+++ Supplied records

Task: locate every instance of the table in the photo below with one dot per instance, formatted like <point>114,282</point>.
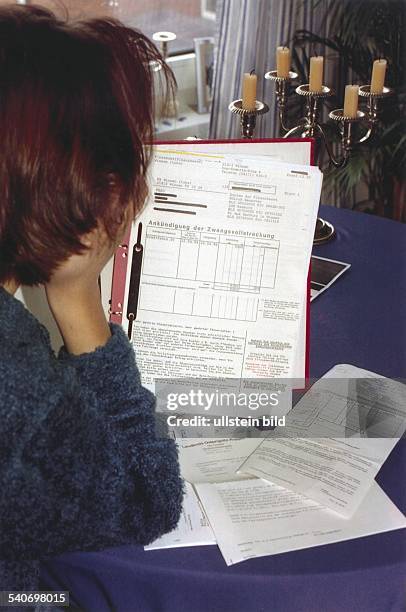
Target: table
<point>359,320</point>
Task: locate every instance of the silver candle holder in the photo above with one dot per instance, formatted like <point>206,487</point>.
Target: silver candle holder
<point>248,118</point>
<point>311,127</point>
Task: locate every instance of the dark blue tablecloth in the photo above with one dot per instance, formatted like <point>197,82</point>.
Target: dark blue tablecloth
<point>359,320</point>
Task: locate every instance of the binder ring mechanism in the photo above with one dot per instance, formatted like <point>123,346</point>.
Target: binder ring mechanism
<point>124,248</point>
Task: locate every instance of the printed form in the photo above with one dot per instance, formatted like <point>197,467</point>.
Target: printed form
<point>254,518</point>
<point>336,438</point>
<point>226,245</point>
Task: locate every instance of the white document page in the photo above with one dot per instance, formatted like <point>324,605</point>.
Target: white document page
<point>335,471</point>
<point>227,246</point>
<point>254,518</point>
<point>291,153</point>
<point>214,459</point>
<point>193,528</point>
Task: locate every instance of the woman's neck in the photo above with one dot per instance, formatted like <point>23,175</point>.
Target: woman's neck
<point>10,286</point>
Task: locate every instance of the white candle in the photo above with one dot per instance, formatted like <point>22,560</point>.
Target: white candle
<point>378,76</point>
<point>351,101</point>
<point>249,91</point>
<point>316,73</point>
<point>282,61</point>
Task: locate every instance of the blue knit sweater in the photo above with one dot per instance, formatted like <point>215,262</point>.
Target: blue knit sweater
<point>81,467</point>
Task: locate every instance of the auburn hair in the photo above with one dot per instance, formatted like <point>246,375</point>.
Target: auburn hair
<point>76,117</point>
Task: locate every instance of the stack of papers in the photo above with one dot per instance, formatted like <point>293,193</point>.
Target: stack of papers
<point>289,491</point>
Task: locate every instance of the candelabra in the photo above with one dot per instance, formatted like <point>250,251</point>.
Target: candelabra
<point>311,127</point>
<point>248,117</point>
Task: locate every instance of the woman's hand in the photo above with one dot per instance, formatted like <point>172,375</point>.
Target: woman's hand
<point>74,297</point>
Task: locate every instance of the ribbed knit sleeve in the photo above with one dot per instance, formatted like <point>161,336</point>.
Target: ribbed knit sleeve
<point>88,471</point>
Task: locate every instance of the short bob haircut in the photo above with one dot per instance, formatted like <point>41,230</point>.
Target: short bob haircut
<point>76,112</point>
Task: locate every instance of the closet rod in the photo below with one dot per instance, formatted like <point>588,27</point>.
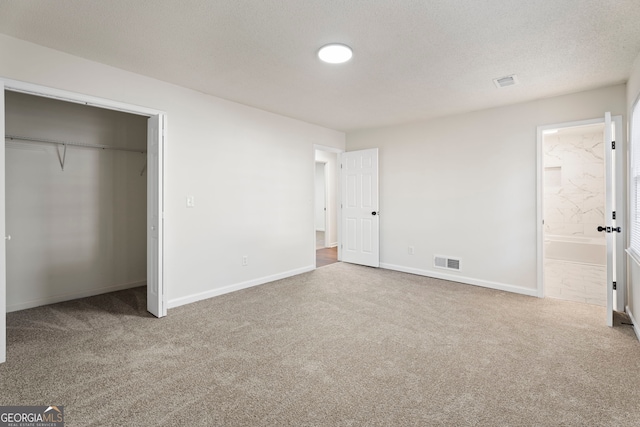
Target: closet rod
<point>76,144</point>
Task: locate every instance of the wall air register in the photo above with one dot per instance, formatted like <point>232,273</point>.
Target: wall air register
<point>446,263</point>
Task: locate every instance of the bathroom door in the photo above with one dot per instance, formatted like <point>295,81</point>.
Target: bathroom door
<point>360,216</point>
<point>614,216</point>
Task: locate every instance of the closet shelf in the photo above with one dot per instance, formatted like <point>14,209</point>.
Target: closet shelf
<point>62,157</point>
<point>75,144</point>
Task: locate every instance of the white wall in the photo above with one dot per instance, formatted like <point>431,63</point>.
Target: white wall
<point>249,171</point>
<point>330,159</point>
<point>320,197</point>
<point>465,186</point>
<point>81,231</point>
<point>633,282</point>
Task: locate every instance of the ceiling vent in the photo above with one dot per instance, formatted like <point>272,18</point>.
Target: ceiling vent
<point>446,262</point>
<point>505,81</point>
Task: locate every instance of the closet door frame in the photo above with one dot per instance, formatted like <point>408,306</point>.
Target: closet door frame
<point>77,98</point>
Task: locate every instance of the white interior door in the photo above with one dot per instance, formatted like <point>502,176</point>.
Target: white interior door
<point>360,209</point>
<point>614,215</point>
<point>3,248</point>
<point>156,299</point>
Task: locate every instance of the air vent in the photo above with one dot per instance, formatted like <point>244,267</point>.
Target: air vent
<point>506,81</point>
<point>446,262</point>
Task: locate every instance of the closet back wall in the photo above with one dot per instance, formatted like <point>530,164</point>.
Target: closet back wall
<point>81,231</point>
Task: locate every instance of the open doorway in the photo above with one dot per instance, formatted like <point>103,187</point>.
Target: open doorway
<point>575,253</point>
<point>76,200</point>
<point>581,211</point>
<point>326,172</point>
<point>153,179</point>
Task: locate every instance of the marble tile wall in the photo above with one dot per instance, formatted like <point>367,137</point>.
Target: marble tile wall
<point>574,204</point>
<point>574,182</point>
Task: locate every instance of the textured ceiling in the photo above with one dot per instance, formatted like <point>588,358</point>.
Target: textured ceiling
<point>413,59</point>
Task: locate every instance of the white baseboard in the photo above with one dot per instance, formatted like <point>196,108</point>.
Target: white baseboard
<point>636,327</point>
<point>74,295</point>
<point>461,279</point>
<point>177,302</point>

++++++

From the records above, count the lines that contain "below". Only the number should be written.

» Solution to the exercise: 2